═══ Records shown

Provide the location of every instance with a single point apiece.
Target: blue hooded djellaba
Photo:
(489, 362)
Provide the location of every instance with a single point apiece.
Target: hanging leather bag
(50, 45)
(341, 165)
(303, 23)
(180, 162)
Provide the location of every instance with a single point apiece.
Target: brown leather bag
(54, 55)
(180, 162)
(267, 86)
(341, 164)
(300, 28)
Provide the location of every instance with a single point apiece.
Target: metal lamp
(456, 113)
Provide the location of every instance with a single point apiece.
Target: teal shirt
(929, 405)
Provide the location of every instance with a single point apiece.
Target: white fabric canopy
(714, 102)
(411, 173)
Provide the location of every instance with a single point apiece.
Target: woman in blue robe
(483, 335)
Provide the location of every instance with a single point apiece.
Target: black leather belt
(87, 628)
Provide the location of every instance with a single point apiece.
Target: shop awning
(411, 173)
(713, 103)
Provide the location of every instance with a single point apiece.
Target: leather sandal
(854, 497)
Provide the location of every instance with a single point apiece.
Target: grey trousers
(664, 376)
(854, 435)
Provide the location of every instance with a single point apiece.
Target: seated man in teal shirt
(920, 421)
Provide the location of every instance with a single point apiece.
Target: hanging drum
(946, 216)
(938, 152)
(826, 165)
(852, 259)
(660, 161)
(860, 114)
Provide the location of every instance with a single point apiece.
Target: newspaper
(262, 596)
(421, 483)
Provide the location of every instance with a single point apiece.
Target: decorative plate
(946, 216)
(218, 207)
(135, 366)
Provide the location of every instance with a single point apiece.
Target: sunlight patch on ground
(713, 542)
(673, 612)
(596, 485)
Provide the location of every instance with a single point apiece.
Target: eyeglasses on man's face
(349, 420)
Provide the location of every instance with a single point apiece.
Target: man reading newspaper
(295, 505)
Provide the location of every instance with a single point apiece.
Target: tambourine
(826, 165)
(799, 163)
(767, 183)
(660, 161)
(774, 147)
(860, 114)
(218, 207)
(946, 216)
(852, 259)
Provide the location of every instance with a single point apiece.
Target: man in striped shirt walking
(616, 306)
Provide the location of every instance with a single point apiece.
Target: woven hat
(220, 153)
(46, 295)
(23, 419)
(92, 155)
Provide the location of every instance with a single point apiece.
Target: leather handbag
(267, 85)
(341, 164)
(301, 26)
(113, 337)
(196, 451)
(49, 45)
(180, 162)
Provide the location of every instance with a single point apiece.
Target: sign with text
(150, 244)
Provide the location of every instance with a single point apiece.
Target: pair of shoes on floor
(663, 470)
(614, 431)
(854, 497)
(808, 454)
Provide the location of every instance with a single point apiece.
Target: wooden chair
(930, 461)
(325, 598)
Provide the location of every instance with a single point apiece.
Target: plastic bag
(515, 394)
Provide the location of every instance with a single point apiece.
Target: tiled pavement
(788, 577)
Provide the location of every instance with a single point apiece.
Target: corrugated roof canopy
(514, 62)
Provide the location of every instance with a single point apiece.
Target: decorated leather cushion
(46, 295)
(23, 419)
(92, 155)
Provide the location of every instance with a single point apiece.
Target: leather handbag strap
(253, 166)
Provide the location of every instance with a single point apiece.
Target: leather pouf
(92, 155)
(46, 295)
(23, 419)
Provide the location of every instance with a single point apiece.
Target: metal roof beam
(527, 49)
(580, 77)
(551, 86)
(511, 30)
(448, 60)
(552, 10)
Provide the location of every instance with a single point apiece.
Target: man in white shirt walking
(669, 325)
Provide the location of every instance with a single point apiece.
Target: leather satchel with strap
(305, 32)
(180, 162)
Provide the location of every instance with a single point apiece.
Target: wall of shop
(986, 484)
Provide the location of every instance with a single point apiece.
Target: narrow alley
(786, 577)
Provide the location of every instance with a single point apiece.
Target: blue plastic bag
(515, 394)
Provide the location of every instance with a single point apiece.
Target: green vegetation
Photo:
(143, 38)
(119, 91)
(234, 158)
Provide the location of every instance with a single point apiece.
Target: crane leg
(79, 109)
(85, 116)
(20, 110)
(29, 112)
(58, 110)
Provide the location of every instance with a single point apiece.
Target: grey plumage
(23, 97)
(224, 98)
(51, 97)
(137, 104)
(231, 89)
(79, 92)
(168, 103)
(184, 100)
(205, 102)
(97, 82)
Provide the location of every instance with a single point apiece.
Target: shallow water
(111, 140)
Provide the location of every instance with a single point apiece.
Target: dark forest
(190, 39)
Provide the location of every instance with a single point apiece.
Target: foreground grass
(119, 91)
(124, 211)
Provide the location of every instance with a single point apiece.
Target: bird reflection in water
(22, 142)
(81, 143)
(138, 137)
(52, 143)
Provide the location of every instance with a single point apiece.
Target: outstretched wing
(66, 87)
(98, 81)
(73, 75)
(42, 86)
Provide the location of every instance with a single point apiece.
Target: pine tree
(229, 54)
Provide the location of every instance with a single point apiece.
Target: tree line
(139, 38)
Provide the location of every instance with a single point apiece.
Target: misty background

══════

**Problem to work on**: Gather every line above that contains the word "canopy".

**Task solution**:
Target: white fabric canopy
Target: corrugated roof canopy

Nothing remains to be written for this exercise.